§ **SOURCE**:
I’m not sure what might be wrong with the code or if I made any mistakes in the implementation.
Should I consider using a different model, or what additional steps can I take to ensure the fine-tuning works effectively?

Note: I downloaded the model by excluding the original checkpoint and only retrieved the main folder.

huggingface-cli download meta-llama/Meta-Llama-3.1-8B --exclude "original/*" --local-dir Meta-Llama-3.1-8B

This this updated code.

import torch
import json
from datasets import load_dataset, Dataset

from trl import SFTTrainer
from peft import LoraConfig
from transformers import AutoTokenizer, AutoModelForCausalLM, BitsAndBytesConfig, TrainingArguments

def load_and_flatten_dataset(file_path):
    with open(file_path, "r") as f:
        raw_data = json.load(f)
    formatted_data = []
    for entry in raw_data:
        context = entry['context']
        for q in entry['questions']:
            formatted_data.append({
                "text": f"Context: {context}\nQuestion: {q['question']}\nAnswer: {q['answer']}"
            })

    return Dataset.from_dict({"text": [d['text'] for d in formatted_data]})

def tokenize_dataset(dataset, tokenizer):

    def tokenize_function(qa_data):
        inputs = tokenizer(
            qa_data['text'], 
            padding="max_length",  
            truncation=True,
            max_length=512,        
            return_tensors="pt"
        )

        return inputs

    return dataset.map(tokenize_function, batched=True)


dataset_file = "data/questions_answers.json"
model_path = "./Meta-Llama-3.1-8B"
dataset = load_and_flatten_dataset(dataset_file)
tokenizer = AutoTokenizer.from_pretrained(model_path)

if tokenizer.pad_token is None:
    tokenizer.pad_token_id = tokenizer.eos_token_id
    tokenizer.pad_token = tokenizer.eos_token 

tokenized_datasets = tokenize_dataset(dataset, tokenizer)
#dataset = load_dataset("imdb", split="train")

training_args = TrainingArguments(
    output_dir="./results",
    num_train_epochs=3,
    per_device_train_batch_size=4,
    logging_dir='./logs',
    logging_steps=10,
    fp16=True
)

Point annotation rows:
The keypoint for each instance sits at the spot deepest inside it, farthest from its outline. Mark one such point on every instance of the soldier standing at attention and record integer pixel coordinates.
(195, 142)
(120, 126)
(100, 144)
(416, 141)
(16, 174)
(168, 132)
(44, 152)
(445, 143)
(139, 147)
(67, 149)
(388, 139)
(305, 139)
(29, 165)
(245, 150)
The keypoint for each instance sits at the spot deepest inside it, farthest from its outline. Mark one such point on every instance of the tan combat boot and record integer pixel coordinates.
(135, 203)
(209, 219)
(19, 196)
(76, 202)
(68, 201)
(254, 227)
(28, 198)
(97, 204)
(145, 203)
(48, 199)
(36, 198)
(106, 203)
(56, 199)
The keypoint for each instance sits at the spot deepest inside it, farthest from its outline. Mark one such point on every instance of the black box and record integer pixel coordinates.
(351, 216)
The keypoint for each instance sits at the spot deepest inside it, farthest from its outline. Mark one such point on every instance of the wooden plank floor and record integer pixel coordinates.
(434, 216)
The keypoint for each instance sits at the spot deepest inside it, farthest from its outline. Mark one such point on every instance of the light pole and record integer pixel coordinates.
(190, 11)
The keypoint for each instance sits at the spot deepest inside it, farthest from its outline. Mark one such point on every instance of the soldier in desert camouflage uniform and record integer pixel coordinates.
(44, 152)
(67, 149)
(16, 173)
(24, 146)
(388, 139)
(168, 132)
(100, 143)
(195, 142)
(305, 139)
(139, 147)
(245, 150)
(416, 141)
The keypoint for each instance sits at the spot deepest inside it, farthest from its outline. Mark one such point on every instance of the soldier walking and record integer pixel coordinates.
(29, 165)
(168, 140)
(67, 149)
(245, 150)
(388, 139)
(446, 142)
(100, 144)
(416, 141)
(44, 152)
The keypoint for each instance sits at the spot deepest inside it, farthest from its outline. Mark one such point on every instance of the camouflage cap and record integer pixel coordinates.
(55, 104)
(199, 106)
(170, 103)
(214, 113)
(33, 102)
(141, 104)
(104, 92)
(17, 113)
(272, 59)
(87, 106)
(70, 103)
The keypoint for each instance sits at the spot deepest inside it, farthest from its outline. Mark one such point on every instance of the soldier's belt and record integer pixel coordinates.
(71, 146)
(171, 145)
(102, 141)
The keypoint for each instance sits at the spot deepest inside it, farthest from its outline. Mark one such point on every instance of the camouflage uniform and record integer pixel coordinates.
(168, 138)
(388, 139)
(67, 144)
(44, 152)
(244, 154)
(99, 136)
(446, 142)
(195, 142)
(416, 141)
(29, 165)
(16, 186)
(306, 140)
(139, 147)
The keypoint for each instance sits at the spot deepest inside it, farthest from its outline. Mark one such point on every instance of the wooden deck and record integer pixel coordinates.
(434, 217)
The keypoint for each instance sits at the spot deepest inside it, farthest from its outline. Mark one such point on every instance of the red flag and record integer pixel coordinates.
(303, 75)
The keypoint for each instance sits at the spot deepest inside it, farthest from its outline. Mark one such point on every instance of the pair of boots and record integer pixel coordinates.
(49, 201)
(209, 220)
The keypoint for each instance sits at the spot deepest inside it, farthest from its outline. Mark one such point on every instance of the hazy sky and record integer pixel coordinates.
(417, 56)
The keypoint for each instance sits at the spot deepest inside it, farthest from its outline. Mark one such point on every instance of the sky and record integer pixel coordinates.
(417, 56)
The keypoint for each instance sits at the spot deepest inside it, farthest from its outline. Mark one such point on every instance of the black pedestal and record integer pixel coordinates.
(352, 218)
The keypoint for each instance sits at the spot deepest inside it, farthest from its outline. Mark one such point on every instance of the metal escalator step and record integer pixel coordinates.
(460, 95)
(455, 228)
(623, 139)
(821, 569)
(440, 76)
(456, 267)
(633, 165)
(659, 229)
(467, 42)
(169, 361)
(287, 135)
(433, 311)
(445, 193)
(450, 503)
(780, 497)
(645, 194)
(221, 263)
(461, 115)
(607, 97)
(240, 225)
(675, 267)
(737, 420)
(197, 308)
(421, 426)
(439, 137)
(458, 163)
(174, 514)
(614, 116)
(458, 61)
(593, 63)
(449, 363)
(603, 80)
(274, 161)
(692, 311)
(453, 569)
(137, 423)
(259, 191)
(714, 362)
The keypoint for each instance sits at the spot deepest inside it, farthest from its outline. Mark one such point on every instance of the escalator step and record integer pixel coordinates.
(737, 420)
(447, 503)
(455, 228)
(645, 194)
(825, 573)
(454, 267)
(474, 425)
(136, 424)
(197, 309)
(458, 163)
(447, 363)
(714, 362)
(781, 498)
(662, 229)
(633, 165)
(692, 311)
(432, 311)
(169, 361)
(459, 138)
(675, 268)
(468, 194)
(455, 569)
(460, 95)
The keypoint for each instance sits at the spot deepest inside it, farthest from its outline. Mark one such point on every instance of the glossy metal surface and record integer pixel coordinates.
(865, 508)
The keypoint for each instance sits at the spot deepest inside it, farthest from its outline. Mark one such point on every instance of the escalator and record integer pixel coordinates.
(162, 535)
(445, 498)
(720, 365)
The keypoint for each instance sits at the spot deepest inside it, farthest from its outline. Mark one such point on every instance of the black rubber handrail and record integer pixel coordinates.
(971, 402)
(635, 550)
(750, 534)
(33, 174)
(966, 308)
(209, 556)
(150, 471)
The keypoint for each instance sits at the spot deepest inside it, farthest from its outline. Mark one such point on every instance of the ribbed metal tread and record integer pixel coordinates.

§ **ACTIONS TO TAKE**:
1) Copy the stretch of the fine-tuning post from "return inputs" through "tokenizer = AutoTokenizer.from_pretrained(model_path)".
2) List every line of the rows that contains the string "metal", matching case.
The rows have no connection to the fine-tuning post.

§ **TASK SOLUTIONS**:
1)
return inputs

    return dataset.map(tokenize_function, batched=True)


dataset_file = "data/questions_answers.json"
model_path = "./Meta-Llama-3.1-8B"
dataset = load_and_flatten_dataset(dataset_file)
tokenizer = AutoTokenizer.from_pretrained(model_path)

2)
The keypoint for each instance sits at the spot deepest inside it, farthest from its outline. Mark one such point on every instance of the metal escalator step and record integer pixel coordinates.
The keypoint for each instance sits at the spot deepest inside it, farthest from its outline. Mark one such point on every instance of the glossy metal surface and record integer pixel coordinates.
The keypoint for each instance sits at the spot deepest inside it, farthest from its outline. Mark one such point on every instance of the ribbed metal tread and record integer pixel coordinates.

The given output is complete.